→ COMPLETE THE FOLLOWING
1. In the blog post on pain and the problem of evil, what distinction do Christian books and speakers on the topic generally make?
2. Carry the blog post on pain and the problem of evil forward from its final sentence.

→ SOURCE PASSAGE
====

Friday, February 26, 2010

Personal Creeds and the Problem of Evil part 3

"Cause and Effect"

I have heard a number of answers to “the problem of pain”, some in academic essays, others in casual conversation, discussion board posts, etc. Generally, Christian books and speakers on the topic make a distinction between intellectual answers and pastoral answers. That is, some answers are for satisfying the intellect, others for satisfying the suffering heart. I’m not a big fan of this distinction for a couple of reasons. The first is that I’m never quite sure if I’m dealing with someone who regards pain as an intellectual query, or someone who is currently bleeding inside. Treating a bleeding heart like a research paper is insulting, and treating a research paper like a wounded soul makes you look stupid. Besides that, no one ever completely separates their heart and their head: my whole point in my first two blogs was to demonstrate that intellectual creeds and life experience and emotions go hand in hand in forming one another. So while the “heart/head” distinction might make for a well-organized speech or book, its usefulness falls apart in day-to-day conversation.

Allow me to examine one particular answer to pain as it relates to the heart and the head. I would call it either “the naturalistic answer”, or “the scientism answer” or “the cause and effect answer.” It takes several forms, but in general, it looks something like this: Death in Haiti? Plate tectonics. Car accident? The number of newtons it takes to shatter a rib cage.

I found this answer sustained my soul for a number of years, because most of my life’s “sufferings” consisted of brief pain. Some jerk makes a snide comment. I get a bad mark on a paper. I stub my toe. These are all easy enough to explain: “Bob is a jerk, caused by his jerk family that raised him”, “I failed the test because I didn’t study”, “Kicking someone in the butt hard enough will damage nerves and bones in my foot.” (That’s a true story btw.) In all of these, my pain is explained to my satisfaction, and the problem of evil bothers me no longer.

But then I experienced a new kind of pain: enduring pain. I would put things like the loss of a loved one, chronic disease, persistent psychoses and bad habits, and annoying relatives here -those kind of things, where the suffering doesn’t go away, and isn’t expected to until death.

====

→ EXTRACTED DATA
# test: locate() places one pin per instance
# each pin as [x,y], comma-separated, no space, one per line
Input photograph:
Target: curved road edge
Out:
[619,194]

====

→ ANSWERS FOR THE TASKS
1. They distinguish between intellectual answers and pastoral answers.

2.
To explain to someone with brain cancer that “That tumor will just keep growing until you die due to the rapid reproduction of cancer cells”, and expect them to be satisfied with your great insight and wisdom is a little naive.

Cause and effect is the most obvious answer to suffering. But it’s also the most obviously unsatisfying answer. Some commit themselves to this unsatisfactory answer, and talk themselves into being satisfied with it. Not to pick on the atheists, (Christians sometimes satisfy themselves with this answer too) but this was exactly the answer of Dr. Leikind, atheist and senior editor of skeptic magazine, in a debate on evil and suffering. Cause and effect -end of story, suck it up princess.

While reading some epic Greek poetry, C.S. Lewis found himself swept away in longings for a different world. It was here that he found his atheism glaringly inadequate -for what natural processes could possibly have created a being which longs for something that does not exist?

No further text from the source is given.